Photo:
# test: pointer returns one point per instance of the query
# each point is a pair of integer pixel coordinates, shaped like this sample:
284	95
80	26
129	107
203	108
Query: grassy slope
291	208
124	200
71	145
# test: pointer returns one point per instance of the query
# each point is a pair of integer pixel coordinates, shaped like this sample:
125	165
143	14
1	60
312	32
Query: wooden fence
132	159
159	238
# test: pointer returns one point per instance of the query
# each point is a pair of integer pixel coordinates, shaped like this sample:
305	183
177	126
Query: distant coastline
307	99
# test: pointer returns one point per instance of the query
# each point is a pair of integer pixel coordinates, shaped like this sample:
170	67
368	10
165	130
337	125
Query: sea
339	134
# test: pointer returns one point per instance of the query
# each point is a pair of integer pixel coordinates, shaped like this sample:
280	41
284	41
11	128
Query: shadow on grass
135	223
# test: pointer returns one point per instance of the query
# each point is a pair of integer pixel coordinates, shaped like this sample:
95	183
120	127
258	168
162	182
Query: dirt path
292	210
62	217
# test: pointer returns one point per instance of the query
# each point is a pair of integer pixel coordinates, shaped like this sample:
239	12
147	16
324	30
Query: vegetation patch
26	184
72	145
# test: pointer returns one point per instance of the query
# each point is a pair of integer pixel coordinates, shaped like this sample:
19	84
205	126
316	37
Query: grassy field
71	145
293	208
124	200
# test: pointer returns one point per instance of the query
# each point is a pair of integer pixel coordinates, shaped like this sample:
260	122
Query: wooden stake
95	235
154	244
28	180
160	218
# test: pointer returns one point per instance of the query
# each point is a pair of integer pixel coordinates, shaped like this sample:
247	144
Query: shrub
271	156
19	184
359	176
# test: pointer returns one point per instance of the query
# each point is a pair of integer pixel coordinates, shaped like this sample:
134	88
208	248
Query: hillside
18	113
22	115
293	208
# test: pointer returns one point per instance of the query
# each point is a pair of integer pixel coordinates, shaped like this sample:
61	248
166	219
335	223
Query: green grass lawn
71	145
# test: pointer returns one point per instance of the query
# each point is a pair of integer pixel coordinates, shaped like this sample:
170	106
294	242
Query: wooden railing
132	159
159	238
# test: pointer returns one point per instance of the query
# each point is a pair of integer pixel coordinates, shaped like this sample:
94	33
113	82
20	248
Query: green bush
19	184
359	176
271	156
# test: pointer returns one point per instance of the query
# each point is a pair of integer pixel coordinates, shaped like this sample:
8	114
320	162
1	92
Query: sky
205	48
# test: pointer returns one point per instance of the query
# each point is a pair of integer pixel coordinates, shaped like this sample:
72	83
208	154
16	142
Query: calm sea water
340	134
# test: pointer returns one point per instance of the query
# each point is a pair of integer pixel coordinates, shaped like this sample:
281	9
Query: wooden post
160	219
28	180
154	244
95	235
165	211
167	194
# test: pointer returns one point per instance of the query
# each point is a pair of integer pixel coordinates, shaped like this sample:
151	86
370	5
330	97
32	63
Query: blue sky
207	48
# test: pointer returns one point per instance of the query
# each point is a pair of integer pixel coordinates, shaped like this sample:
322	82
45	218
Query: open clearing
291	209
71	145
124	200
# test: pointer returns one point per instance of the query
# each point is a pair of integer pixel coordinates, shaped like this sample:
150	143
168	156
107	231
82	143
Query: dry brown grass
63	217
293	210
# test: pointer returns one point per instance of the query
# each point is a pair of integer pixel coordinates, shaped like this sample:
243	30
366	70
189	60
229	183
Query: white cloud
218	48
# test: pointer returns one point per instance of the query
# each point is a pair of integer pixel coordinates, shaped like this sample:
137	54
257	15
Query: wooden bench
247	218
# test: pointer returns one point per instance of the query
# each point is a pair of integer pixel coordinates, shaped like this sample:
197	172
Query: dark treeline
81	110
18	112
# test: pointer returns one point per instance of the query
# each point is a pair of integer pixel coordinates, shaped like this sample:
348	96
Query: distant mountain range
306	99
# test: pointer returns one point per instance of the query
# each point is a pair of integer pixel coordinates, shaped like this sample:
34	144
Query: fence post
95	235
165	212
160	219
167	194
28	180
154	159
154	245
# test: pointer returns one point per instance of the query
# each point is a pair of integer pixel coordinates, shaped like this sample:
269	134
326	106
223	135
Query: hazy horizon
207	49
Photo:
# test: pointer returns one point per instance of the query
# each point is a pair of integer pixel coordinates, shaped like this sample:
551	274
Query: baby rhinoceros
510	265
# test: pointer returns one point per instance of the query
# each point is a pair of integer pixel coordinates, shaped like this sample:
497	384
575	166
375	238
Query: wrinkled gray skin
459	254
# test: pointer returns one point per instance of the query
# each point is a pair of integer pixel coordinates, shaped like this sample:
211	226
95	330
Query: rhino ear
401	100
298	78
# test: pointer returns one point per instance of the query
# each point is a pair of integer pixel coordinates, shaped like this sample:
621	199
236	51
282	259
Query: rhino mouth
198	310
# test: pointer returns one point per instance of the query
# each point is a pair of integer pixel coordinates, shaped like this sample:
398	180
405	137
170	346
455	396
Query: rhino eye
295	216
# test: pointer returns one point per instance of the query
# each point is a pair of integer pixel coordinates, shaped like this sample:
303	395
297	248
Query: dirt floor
--------------------
> **Task requirements**
Everything in the listing is to be restated exactly.

> **Solution to this task**
Photo:
# test: pointer returns one point per instance of the query
# each point is a pair of integer pixel coordinates, shaped like this sample:
284	95
80	26
129	107
203	108
Query: grassy slope
291	208
124	200
71	145
# test: pointer returns one point per instance of the query
# each point is a pair of integer pixel coordinates, shaped like this sample:
125	165
143	14
1	60
312	32
Query: wooden fence
132	159
159	238
# test: pointer returns one point per instance of the query
# each point is a pair of integer pixel coordinates, shaped like this sample:
305	183
177	126
Query: distant coastline
307	99
# test: pointer returns one point per instance of the query
# each point is a pair of integer pixel coordinates, shaped like this sample:
170	67
368	10
165	130
337	125
Query: sea
339	134
# test: pointer returns one point per instance of the query
# each point is a pair of integer pixel coordinates, shaped like this sample:
280	41
284	41
11	128
Query: shadow on grass
135	223
# test: pointer returns one point per instance of the query
# each point is a pair of integer pixel coordinates, shaped like this sample:
95	183
120	127
258	168
162	182
Query: dirt path
292	210
62	217
# test: pointer returns one point per instance of the query
# each point is a pair of integer pixel coordinates, shaped like this sample:
239	12
147	16
324	30
Query: vegetation patch
26	184
72	145
# test: pointer returns one point per instance of the query
# each point is a pair of integer pixel coordinates, shaped like this sample:
19	84
205	126
316	37
Query: grassy field
71	145
293	208
124	200
# test: pointer returns one point per instance of the query
# each point is a pair of integer pixel coordinates, shaped like this sample:
260	122
Query: wooden stake
95	235
154	244
28	180
160	218
# test: pointer returns one point per instance of the query
# each point is a pair of integer pixel coordinates, shaped like this sample:
247	144
Query: shrub
271	156
19	184
359	176
# test: pointer returns one point per instance of the query
# each point is a pair of integer pixel coordinates, shaped like this sample:
134	88
208	248
Query: hillside
18	113
22	115
293	208
# test: pointer returns one point per instance of the query
# each point is a pair of integer pixel coordinates, shaped like this sample:
61	248
166	219
335	223
Query: green grass lawn
71	145
# test: pointer returns one point per instance of the query
# each point is a pair of integer pixel coordinates, shaped like this sample:
170	106
294	242
Query: wooden railing
132	159
159	238
# test: pointer returns one point per instance of the query
# each point is a pair of integer pixel coordinates, shaped like this sample:
94	33
113	82
20	248
Query: green bush
19	184
359	176
271	156
# test: pointer returns one point per instance of the query
# each point is a pair of integer pixel coordinates, shaped like this sample:
8	114
320	162
1	92
Query: sky
205	48
# test: pointer returns one point per instance of the query
# each point is a pair of integer pixel coordinates, shaped like this sample:
72	83
208	154
16	142
Query: calm sea water
340	134
# test: pointer returns one point per instance of the query
# each point is a pair of integer pixel coordinates, shaped like this sample:
281	9
Query: wooden post
160	219
28	180
154	244
95	235
165	211
167	194
# test: pointer returns one point per instance of the query
# each point is a pair of integer pixel coordinates, shaped like this sample:
151	86
370	5
330	97
32	63
Query: blue sky
207	48
# test: pointer returns one point per instance of the query
# each point is a pair of integer pixel coordinates, shaped like this sample:
322	82
45	218
Query: open clearing
291	209
71	145
124	200
# test: pointer returns one point per instance of the query
# each point is a pair of integer pixel coordinates, shaped like this sample:
150	143
168	156
107	231
82	143
Query: dry brown grass
63	217
293	210
# test: pointer returns one point per instance of the query
# each point is a pair of integer pixel coordinates, shaped like this sample:
243	30
366	70
189	60
229	183
Query: white cloud
218	48
# test: pointer returns one point per instance of the query
# each point is a pair of integer pixel coordinates, shaped like this sample:
137	54
257	15
Query: wooden bench
247	218
# test: pointer returns one point per instance of the query
# each point is a pair of integer pixel coordinates, shaped like this sample:
197	172
Query: dark treeline
81	110
18	112
# test: pointer returns one point per instance of the query
# each point is a pair of integer pixel coordinates, shaped like this sample:
348	96
Query: distant mountain range
306	99
# test: pointer returns one point per instance of the query
# each point is a pair of integer pixel coordinates, shaped like this sample:
34	144
Query: fence post
95	235
165	212
160	219
167	194
28	180
154	159
154	245
# test: pointer returns one point per instance of the query
# each point is a pair of integer pixel coordinates, shaped like this sample:
269	134
326	106
223	135
Query: hazy horizon
207	49
Photo:
# test: pointer returns one point per instance of the query
# each point is a pair of integer pixel coordinates, shaped like this sample:
551	274
Query: baby rhinoceros
510	265
# test: pointer returns one point per instance of the query
# each point is a pair of integer pixel coordinates, shaped like this sample:
497	384
575	166
375	238
Query: wrinkled gray skin
459	254
# test: pointer returns one point per instance of the query
# each point is a pair of integer pixel coordinates, shaped like this sample:
211	226
95	330
Query: rhino ear
401	100
298	78
# test: pointer returns one point per instance of the query
# each point is a pair of integer pixel coordinates, shaped like this sample:
621	199
236	51
282	259
Query: rhino mouth
198	310
# test: pointer returns one point per instance of the query
# each point is a pair of integer pixel coordinates, shaped like this sample:
398	180
405	137
170	346
455	396
Query: rhino eye
295	216
# test: pointer returns one point per instance of the query
# each point is a pair of integer pixel coordinates, shaped like this sample:
303	395
297	248
Query: dirt floor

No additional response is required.